* [Document extract]:
_ _ _ _
Special Relativity (SR)

1) GPS data strongly disagrees with SR:

The atomic clocks in the GPS satellites are adjusted so that they will run at the same rate as the GPS atomic clocks on earth. One of the factors in this adjustment uses the “velocity” of the clocks. However, the system does not use the relative velocity between the satellite and earth clocks. If relative velocities were used, the system would not only be more complicated, but would also yield different, less accurate results. Instead, GPS uses velocity with respect to a single frame, namely, the ECI (Earth Centered Inertial) frame. This is not the SR method for determining time dilation as a function of velocity. SR does not claim that there is a single, preferred frame for measuring velocity (Note that choosing a different inertial frame for doing the velocity adjustment would yield different, less accurate results.) Finally, SR’s time dilation effect is symmetric whereas the data is asymmetric. In other words, half the GPS data on velocity is the exact opposite of what the SR time dilation effect predicts. (For more details on this problem and the two problems that follow see the “Data Does Not Match Special Relativity Time Dilation” page at

2) The key experiment that is alleged to prove SR time dilation actually disproves it

Regarding the previous point, many people, even a few at GPS, think that GPS uses SR. This is not true. Similarly, relativists contend that the Hafele-Keating (H-K) experiment proved SR time dilation whereas the data actually disproves it. Similar to the above, the H-K experiment did not use the relative velocity between the atomic clocks in airplanes and earth clocks. Instead, H-K used velocity with respect to a single frame, namely, the ECI (Earth Centered Inertial) frame. This is not the SR method for determining time dilation as a function of velocity. SR does not claim that there is a single, preferred frame for measuring velocity. Finally, SR’s time dilation effect is symmetric whereas the H-K data is asymmetric.

3) Data on the half life of muons in the atmosphere are at odds with SR

Muons are created in the upper atmosphere as byproducts of high energy cosmic ray proton impacts with atomic nuclei. Due to the thickness of the atmosphere and the very short half-life of the muon, very few such muons would be expected to reach the earth's surface. However, a great quantity of muons do reach the earth and even penetrate 100s of meters into the earth. This experimental result is interpreted as proof of Special Relativity's (symmetric) time dilation. However, to be consistent with Special Relativity, it is claimed that from the high speed muon's frame, it would appear that muons that are moving slowly with respect to the earth would be observed to have a much longer decay rate. However, since this phenomenon involves a threshold event, namely, the decay or non-decay of the muon, the phenomenon cannot be explained by relative simultaneity or in terms of SR. Either the muons are traveling at greater than the speed of light in the earth frame, which is not consistent with Special Relativity, or their half-life has been physically and asymmetrically extended between the event of being created in the upper atmosphere and the event of reaching the earth.

4) SR was derived from two relativity postulates.
_ _ _ _
* [Material supplied]:

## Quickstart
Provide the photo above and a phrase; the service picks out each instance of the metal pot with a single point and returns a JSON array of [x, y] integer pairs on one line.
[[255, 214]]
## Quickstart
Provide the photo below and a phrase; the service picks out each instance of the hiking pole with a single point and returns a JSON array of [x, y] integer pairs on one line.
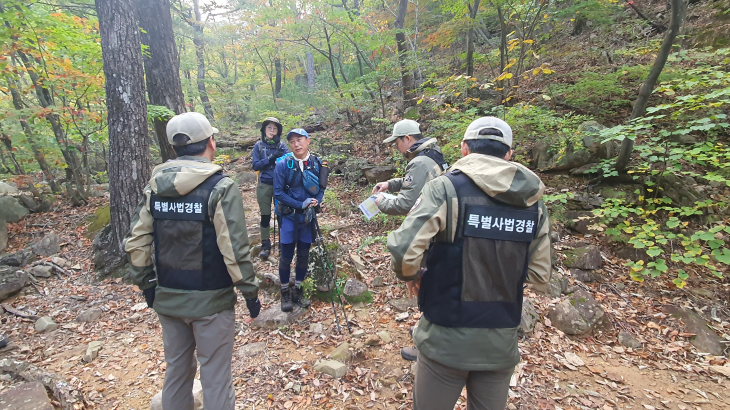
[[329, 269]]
_ _ _ _
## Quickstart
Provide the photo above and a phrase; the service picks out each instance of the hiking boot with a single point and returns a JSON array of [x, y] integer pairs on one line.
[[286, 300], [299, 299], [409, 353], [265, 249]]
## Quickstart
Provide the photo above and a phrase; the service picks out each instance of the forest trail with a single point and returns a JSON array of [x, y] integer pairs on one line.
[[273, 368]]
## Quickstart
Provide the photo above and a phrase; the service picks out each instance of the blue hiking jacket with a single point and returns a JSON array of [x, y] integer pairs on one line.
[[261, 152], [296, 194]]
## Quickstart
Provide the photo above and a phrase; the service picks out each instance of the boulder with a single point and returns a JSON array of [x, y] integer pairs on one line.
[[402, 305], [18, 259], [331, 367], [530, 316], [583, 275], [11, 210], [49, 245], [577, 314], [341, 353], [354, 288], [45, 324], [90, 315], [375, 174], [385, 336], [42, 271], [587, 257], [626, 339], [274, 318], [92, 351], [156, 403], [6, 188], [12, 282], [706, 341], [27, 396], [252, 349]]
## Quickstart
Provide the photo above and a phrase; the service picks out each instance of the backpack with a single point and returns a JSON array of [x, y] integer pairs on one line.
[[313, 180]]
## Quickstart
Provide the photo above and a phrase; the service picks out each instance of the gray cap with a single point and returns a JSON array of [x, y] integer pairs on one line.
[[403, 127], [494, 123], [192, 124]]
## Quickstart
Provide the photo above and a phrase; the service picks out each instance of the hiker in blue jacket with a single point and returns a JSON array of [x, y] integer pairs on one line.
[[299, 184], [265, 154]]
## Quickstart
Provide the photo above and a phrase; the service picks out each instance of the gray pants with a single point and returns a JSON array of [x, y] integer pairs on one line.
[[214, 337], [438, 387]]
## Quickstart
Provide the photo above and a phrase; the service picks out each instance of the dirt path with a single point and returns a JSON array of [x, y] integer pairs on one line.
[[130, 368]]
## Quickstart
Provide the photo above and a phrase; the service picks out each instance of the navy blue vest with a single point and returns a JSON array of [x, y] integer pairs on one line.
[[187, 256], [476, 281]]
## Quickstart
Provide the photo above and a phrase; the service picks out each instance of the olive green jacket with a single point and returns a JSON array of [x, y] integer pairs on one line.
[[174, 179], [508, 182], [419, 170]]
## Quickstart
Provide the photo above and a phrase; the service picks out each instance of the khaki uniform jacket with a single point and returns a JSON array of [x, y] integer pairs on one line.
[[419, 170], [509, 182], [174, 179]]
_ _ _ _
Translate this sentence from the excerpt on special relativity into Spanish: "Muons are created in the upper atmosphere as byproducts of high energy cosmic ray proton impacts with atomic nuclei."

Los muones se crean en la atmósfera superior como subproductos de los impactos de protones de rayos cósmicos de alta energía con núcleos atómicos.